WHAT YOU SHOULD DO: Please rewrite the items below, replacing each "Batch spec" with "Task spec" and changing nothing else.

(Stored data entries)
════════
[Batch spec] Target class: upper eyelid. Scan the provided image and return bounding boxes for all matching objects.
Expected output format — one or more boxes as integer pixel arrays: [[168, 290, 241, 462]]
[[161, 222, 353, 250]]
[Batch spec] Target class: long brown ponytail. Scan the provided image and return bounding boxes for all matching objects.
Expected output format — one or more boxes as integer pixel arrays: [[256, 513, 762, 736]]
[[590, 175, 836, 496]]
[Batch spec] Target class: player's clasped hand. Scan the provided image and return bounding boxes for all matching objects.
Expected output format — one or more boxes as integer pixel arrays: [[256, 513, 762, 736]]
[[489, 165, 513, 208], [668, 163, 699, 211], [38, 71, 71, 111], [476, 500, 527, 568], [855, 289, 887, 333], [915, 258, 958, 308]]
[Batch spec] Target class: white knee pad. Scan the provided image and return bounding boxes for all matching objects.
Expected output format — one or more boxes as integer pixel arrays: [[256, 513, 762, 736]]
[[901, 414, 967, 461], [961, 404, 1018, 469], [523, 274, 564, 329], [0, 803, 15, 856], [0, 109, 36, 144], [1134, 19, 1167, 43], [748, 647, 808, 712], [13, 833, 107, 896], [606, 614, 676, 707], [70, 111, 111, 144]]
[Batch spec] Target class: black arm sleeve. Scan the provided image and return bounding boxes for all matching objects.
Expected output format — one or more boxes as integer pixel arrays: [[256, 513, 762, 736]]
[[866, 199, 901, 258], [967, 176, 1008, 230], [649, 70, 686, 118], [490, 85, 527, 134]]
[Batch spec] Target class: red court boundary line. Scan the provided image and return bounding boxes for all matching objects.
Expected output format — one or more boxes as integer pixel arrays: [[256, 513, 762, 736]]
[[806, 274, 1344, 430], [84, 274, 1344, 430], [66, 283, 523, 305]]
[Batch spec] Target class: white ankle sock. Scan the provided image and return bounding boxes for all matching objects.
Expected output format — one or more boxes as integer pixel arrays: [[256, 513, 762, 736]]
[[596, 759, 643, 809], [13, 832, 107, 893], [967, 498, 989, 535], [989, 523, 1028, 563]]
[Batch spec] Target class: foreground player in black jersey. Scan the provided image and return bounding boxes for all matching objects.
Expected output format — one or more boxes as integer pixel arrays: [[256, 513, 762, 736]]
════════
OUTPUT FOR THIS EXERCISE:
[Task spec] Target class: upper eyelid. Scan the provided image and return bounding boxes for all matching objects.
Expected output format — one or more boxes as integer pixel arrays: [[168, 290, 241, 462]]
[[161, 222, 353, 250]]
[Task spec] Target class: long brown ponytail. Scan the provided image and return bounding boxes for all matching objects.
Expected output format — one or more boxes as integer pixel arrays: [[256, 513, 762, 736]]
[[590, 175, 836, 496]]
[Task spec] Target class: player's clasped hand. Scan the provided image and return bounding boxes for all matching objects.
Expected output format — one or more boxes as integer pixel arrays: [[256, 513, 762, 736]]
[[489, 165, 513, 208], [668, 163, 699, 211], [38, 71, 71, 111], [476, 500, 527, 568], [855, 289, 887, 333], [915, 258, 958, 308]]
[Task spec] Target class: white knee pad. Scan the provided image and return bounding boxes for all matching objects.
Expected output format — one or more boxes as integer pixel arrays: [[256, 513, 762, 736]]
[[901, 414, 967, 461], [961, 404, 1018, 469], [523, 274, 564, 329], [0, 803, 15, 856], [0, 109, 36, 144], [1134, 19, 1167, 43], [748, 647, 808, 712], [13, 833, 107, 896], [606, 614, 676, 707], [70, 111, 111, 144]]
[Task spec] Target class: black arm sleeve. Scan the provided image and return bounding boxes for all matching objects.
Expected output format — one or more boxes as integer pixel arrays: [[256, 513, 762, 736]]
[[866, 199, 901, 258], [967, 176, 1008, 230], [649, 70, 686, 118], [490, 85, 527, 134]]
[Task spec] Target class: red court boundary line. Scan the provided image and return bounding boxes for all matching objects.
Expected output format — one or more boxes as integer pixel arrays: [[256, 513, 762, 736]]
[[806, 274, 1344, 430], [84, 274, 1344, 430], [66, 283, 523, 305]]
[Task spec] Target class: white ankle sock. Scan the provided image and return bounding boxes for all matching objects.
Expected output format — one or more boxes as integer pixel arrays: [[256, 513, 762, 736]]
[[596, 759, 643, 809], [13, 832, 107, 893], [967, 498, 989, 535], [989, 523, 1028, 563]]
[Task spec] Target class: foreground player in black jersey. Scan the provided image and return bounding boxes for all matching objects.
Expected output format — one or more boxes as integer pixel arrays: [[256, 513, 762, 736]]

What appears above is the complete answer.